#### Goal of the exercise:
Here are some records. Transcribe all of them exactly.

[Natural language region descriptions]
+ + + +

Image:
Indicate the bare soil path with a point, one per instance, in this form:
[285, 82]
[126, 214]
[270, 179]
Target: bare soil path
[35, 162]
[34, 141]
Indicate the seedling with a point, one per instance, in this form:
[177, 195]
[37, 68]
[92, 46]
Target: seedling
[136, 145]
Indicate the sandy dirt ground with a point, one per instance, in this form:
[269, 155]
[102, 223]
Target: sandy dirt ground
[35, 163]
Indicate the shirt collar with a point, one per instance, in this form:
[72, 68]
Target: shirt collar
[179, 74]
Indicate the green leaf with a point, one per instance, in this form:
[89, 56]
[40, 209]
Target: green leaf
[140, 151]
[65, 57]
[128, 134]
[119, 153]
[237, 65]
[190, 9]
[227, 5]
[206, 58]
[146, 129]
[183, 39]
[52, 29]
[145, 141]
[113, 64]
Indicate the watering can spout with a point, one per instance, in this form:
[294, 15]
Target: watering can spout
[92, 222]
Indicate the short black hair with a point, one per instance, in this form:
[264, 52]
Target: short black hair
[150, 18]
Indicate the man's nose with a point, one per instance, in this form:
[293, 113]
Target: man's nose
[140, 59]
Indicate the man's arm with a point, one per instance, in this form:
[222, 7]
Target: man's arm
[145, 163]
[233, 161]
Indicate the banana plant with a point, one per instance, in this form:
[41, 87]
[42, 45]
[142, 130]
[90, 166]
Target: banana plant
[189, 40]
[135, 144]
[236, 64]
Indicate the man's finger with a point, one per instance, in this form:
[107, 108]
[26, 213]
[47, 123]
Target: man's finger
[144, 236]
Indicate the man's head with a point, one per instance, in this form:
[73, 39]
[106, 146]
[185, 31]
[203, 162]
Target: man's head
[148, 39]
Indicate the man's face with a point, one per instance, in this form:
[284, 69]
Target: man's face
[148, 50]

+ + + +

#### Output for this task:
Image:
Indicate the bare soil path with a point, one per instance, in this form:
[285, 82]
[126, 214]
[270, 179]
Target: bare soil path
[35, 162]
[34, 141]
Indicate the seedling with a point, one per instance, in this form:
[177, 195]
[37, 68]
[92, 46]
Target: seedling
[136, 145]
Indicate the sandy dirt ground with a point, one per instance, in this form:
[269, 155]
[102, 223]
Target: sandy dirt ground
[35, 163]
Indicate the shirt collar with a point, one per instance, in this form:
[72, 68]
Target: shirt collar
[179, 74]
Indicate the green leaf with a point, one per instance, in this form:
[89, 56]
[40, 209]
Target: green leaf
[140, 151]
[65, 57]
[128, 134]
[119, 153]
[237, 65]
[190, 9]
[227, 5]
[206, 58]
[146, 129]
[183, 39]
[52, 29]
[145, 141]
[113, 64]
Indicate the watering can spout with a point, one per instance, in this form:
[294, 15]
Target: watering can spout
[92, 222]
Indicate the short black hair with a point, one per instance, in this form:
[264, 52]
Target: short black hair
[150, 18]
Indicate the man's nose with a point, one per instance, in this form:
[293, 113]
Target: man's nose
[140, 59]
Indicate the man's arm with a point, one per instance, in this form:
[222, 7]
Target: man's arm
[145, 163]
[233, 161]
Indicate the banana plant with a point, one per instance, in this form:
[41, 87]
[42, 45]
[142, 130]
[90, 166]
Target: banana plant
[189, 40]
[135, 144]
[236, 64]
Indicate the man's finger with a point, one per instance, in this form:
[107, 108]
[26, 213]
[47, 123]
Target: man's finger
[144, 236]
Indicate the man's head with a point, one per instance, in this form:
[73, 39]
[106, 146]
[185, 31]
[203, 162]
Target: man's head
[148, 39]
Indicate the man's face with a point, one per instance, in this form:
[284, 69]
Target: man's face
[148, 50]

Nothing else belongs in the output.